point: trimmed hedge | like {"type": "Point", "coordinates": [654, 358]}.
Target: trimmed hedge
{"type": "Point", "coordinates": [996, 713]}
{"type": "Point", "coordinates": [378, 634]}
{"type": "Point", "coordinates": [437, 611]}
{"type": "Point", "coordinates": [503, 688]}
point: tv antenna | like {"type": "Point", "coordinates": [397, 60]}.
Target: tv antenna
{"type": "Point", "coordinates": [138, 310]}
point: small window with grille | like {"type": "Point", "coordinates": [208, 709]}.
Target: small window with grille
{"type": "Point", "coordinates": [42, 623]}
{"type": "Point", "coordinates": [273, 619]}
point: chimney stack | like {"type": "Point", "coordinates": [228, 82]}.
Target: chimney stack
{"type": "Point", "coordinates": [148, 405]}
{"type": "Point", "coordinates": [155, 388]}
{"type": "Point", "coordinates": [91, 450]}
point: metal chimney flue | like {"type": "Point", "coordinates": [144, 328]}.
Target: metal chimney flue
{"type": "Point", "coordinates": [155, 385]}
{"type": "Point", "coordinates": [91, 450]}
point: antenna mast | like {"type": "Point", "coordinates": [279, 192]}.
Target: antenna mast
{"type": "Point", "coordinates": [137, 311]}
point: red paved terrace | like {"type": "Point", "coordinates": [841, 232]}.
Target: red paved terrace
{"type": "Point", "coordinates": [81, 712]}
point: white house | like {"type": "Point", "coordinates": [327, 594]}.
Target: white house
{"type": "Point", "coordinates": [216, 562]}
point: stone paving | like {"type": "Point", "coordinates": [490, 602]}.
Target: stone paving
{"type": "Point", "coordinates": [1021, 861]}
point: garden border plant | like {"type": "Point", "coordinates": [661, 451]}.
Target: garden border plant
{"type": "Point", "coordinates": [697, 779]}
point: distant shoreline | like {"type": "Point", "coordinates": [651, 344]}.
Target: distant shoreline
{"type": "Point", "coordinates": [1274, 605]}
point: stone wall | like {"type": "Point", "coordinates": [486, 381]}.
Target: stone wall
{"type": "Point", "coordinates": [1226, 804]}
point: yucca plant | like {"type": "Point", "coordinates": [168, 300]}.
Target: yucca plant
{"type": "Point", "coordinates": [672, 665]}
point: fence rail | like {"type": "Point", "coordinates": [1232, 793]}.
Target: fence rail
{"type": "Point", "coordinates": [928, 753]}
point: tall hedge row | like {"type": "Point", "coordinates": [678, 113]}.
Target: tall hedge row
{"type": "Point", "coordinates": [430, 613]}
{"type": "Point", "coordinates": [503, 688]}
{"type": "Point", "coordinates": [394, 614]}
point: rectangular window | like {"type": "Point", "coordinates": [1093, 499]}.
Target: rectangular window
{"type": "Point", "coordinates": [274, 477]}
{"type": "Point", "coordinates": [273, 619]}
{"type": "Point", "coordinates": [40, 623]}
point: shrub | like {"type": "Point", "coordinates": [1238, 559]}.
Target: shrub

::::::::::

■ DESCRIPTION OF THE TASK
Please say how many lines of the listing hold the string "shrub", answering with the number alone.

■ RESPONSE TO THE EXERCISE
2